### Problem to work on
Pull out the entries word for word, from their first line through the line containing "[[744, 851]]", with both ends included.

****************

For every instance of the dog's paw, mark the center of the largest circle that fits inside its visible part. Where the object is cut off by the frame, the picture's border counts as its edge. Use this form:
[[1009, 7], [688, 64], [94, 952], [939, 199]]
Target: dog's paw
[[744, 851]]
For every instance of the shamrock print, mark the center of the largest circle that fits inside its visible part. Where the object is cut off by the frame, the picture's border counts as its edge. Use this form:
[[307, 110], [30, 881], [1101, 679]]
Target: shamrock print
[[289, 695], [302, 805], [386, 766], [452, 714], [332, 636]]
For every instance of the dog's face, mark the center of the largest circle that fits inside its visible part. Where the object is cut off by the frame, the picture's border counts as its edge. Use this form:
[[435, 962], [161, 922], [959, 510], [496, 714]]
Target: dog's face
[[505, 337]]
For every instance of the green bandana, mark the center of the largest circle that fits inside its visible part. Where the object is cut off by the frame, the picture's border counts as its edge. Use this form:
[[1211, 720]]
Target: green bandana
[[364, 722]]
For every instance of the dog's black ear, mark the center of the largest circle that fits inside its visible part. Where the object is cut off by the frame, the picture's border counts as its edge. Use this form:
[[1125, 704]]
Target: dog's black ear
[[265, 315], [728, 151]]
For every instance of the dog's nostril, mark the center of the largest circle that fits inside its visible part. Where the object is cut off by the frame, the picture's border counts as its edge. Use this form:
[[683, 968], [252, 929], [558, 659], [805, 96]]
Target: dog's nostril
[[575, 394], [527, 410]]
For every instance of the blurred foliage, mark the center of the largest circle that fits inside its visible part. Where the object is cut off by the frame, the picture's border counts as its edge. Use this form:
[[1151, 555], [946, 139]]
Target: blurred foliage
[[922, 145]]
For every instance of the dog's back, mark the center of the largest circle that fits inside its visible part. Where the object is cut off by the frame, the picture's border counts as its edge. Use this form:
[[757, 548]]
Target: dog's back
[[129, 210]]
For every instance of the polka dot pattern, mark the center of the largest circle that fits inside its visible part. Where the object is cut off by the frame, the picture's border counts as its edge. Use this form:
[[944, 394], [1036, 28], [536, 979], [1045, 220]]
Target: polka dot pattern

****************

### Exercise solution
For every instance of the dog's paw, mark the center of the largest circle that fits inside its visible part. Where the object is cut off by the frame, the picture's border counts as its edge. Use this form:
[[1009, 7], [688, 64], [94, 952], [939, 199]]
Target: dog's paw
[[744, 851]]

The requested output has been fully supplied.